> Texto para leer:
Me limitaré a seguir la opinión de Sabine Baring-Gould, Guy Endore (que era un perfecto caballero, a quien tuve el privilegio de conocer personalmente) y Montague Summers, para sugerir que la historia del hombre convertido en lobo nunca llegó a desarrollar toda la fuerza inigualable de su plena potencialidad hasta que Lon Chaney, hijo, encarnó el papel de Lawrence Talbot en la película de Curt Siodmak, y…
… Y hablando de la perfección al asumir un papel: ¿saben qué suceso extraordinario ocurrió al nacer Lon Chaney, hijo?
Creighton Tull Chaney nació muerto el 10 de febrero de 1906. Su padre lo tomó en brazos, salió a la noche gélida de Oklahoma, rompió el hielo de la superficie del lago Belle Isle con un mazo y sumergió al bebé en las aguas heladas, devolviéndolo así a la vida. Aquel hombre nació para representar su papel.
Chaney hijo estaba comprensiblemente orgulloso de su actuación como hombre lobo. A pesar de que recibió incontables alabanzas por sus papeles en Solo ante el peligro y The Defiant Ones, y de que siempre será recordado como el Lenny que acompaña a George (Burgess Meredith) en La fuerza bruta (Of Mice and Men) —la película basada en la obra de John Steinbeck—. Chaney siempre se enorgulleció de su buena interpretación del personaje de Lawrence Talbot. Siempre afirmó que, igual que otros habían compuesto los modelos de la Momia, Frankenstein o Drácula, él había creado la imagen del hombre lobo para siempre, para todos los actores que vinieran detrás de él.

> Datos siguientes:
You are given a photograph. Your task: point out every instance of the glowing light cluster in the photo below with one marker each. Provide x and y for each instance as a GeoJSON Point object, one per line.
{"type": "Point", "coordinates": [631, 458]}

> Acción requerida 1: Reescriba el fragmento del texto sobre Lon Chaney hijo que va desde "Creighton Tull Chaney" hasta "representar su papel.", ambos incluidos, y ponga "martillo" en lugar de "mazo".
> Acción requerida 2:
Indique si cada una de estas afirmaciones concuerda con el texto sobre Lon Chaney hijo. Responda sí o no y cite las palabras del texto que lo deciden.
(a) Creighton Tull Chaney nació muerto el 10 de febrero de 1906.
(b) El padre rompió con las manos el hielo del lago.
(c) Chaney hijo afirmó haber creado la imagen de la Momia.

> Espacio de respuesta 1:
Creighton Tull Chaney nació muerto el 10 de febrero de 1906. Su padre lo tomó en brazos, salió a la noche gélida de Oklahoma, rompió el hielo de la superficie del lago Belle Isle con un martillo y sumergió al bebé en las aguas heladas, devolviéndolo así a la vida. Aquel hombre nació para representar su papel.

> Espacio de respuesta 2:
(a) Sí: "Creighton Tull Chaney nació muerto el 10 de febrero de 1906."
(b) No: "rompió el hielo de la superficie del lago Belle Isle con un mazo".
(c) No: "igual que otros habían compuesto los modelos de la Momia, Frankenstein o Drácula, él había creado la imagen del hombre lobo para siempre".